▶ [Exercise requirements]
**A.** Render this sentence from the clinical trials post in Spanish: "Patient-reported outcomes are a valuable aspect of clinical trials."
**B.** Answer these from the clinical trials post:
(i) In which journal was the study on patient-reported outcome measures published?
(ii) In what year, according to the post, were people strongly invested in the COVID-19 vaccine trials?
(iii) Which two regulatory bodies does the post name as examples?
**C.** Set down the portion of the clinical trials post between "What Is the" and "Can You Learn?", inclusive.

What Is the Main Idea?
Patient-reported outcomes are a valuable aspect of clinical trials. Regulatory authorities and research groups are encouraging the inclusion of these insights earlier in the clinical trial process, even as early as phase I. An interesting open access clinical study titled “The Use of Patient-Reported Outcome Measures in Phase I Clinical Trials”, published in the journal Oncology, goes into detail on the importance of this type of information as well as studying how often such information is used. This blog post summarizes the main points.
What Else Can You Learn?
Get a straightforward explanation of the phases of a clinical trial so you can better understand what is meant when a drug is being trialed, approved, and released. You can also see some suggestions for how you can share your experiences with a drug or treatment.
Refresh Your Memory on Clinical Trials
In 2020, we were all strongly invested in the clinical trials of the COVID-19 vaccines. These expedited trials were frequently in the news, and many people became familiar with the phases of clinical trials and the questions researchers try to answer in each one.
Nevertheless, it’s always handy to collect information in one place, so here’s a quick refresher. Clinical trials are studies focused on testing if a drug, medical device, treatment, or diagnostic will function in the broader population.
What Are the Phases of a Clinical Trial?
If preclinical studies suggest that a drug should be safe and might be effective, an application is made to a regulatory body (e.g., the European Medicines Agency (EMA) or the Food and Drug Administration (FDA)) to approve the clinical trial. Then it can begin.

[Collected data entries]
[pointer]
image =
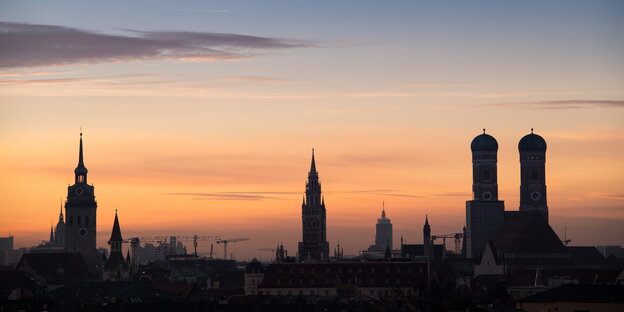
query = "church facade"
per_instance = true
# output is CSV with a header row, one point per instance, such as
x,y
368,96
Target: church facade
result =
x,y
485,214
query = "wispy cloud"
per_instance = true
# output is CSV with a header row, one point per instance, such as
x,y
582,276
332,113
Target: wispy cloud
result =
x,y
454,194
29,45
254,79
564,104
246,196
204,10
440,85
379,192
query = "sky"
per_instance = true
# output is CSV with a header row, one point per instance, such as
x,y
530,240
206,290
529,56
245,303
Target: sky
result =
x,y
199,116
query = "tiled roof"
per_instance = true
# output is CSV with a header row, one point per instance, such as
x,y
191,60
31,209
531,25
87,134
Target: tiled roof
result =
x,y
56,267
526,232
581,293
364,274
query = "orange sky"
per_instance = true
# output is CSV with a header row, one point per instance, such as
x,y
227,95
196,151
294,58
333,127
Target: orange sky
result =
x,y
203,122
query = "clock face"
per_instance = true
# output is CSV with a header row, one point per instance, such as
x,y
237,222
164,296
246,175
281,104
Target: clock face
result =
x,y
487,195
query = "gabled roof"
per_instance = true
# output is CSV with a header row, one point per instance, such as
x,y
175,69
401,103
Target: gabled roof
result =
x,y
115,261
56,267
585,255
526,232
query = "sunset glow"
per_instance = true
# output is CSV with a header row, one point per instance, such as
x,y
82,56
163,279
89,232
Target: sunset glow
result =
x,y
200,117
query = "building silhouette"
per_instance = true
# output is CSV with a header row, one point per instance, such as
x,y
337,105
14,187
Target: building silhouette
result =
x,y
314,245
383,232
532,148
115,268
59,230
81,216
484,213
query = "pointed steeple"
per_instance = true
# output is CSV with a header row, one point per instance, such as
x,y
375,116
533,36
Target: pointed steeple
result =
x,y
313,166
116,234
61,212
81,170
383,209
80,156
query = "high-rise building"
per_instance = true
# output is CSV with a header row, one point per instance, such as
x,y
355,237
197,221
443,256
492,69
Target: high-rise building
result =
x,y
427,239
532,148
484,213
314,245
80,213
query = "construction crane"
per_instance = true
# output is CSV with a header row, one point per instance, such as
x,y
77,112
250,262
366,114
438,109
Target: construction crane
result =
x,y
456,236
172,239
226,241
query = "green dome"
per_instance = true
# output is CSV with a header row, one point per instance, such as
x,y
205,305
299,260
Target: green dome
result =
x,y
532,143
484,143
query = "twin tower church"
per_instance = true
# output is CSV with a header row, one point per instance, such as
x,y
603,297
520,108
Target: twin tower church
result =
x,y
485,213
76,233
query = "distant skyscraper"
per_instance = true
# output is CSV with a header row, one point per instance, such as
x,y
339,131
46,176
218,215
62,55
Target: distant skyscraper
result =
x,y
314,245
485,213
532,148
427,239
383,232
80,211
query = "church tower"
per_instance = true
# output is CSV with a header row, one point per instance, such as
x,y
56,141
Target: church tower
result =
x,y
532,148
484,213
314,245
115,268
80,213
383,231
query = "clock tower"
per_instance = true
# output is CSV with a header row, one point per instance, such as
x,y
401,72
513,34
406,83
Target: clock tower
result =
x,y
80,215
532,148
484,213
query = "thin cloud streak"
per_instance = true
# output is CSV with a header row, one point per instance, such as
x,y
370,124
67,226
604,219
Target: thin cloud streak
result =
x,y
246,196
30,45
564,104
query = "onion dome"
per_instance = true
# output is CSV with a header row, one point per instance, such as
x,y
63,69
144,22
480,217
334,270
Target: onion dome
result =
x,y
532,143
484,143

---

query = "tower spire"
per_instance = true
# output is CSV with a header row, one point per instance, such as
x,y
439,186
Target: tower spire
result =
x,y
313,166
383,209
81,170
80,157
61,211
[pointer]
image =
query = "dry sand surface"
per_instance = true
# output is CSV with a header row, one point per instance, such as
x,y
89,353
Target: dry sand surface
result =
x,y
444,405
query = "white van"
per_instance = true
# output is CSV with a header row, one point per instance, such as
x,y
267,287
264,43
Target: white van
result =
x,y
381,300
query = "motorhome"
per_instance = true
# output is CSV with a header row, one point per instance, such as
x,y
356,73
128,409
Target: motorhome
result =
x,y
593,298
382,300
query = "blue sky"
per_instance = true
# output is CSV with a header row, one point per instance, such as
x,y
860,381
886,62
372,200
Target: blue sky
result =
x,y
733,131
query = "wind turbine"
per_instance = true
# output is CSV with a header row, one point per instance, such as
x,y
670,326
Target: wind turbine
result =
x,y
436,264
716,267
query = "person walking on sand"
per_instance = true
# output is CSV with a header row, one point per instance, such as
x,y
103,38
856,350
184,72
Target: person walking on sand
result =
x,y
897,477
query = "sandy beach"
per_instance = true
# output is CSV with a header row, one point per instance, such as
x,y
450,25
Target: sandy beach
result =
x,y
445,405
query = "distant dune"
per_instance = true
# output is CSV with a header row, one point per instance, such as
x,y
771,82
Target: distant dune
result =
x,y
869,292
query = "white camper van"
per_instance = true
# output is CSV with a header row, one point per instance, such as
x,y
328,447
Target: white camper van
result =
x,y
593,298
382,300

▶ [Solved tasks]
**A.** Los resultados informados por los pacientes son un aspecto valioso de los ensayos clínicos.

**B.**
(i) Oncology
(ii) 2020
(iii) The European Medicines Agency (EMA) and the Food and Drug Administration (FDA)

**C.**
What Is the Main Idea?
Patient-reported outcomes are a valuable aspect of clinical trials. Regulatory authorities and research groups are encouraging the inclusion of these insights earlier in the clinical trial process, even as early as phase I. An interesting open access clinical study titled “The Use of Patient-Reported Outcome Measures in Phase I Clinical Trials”, published in the journal Oncology, goes into detail on the importance of this type of information as well as studying how often such information is used. This blog post summarizes the main points.
What Else Can You Learn?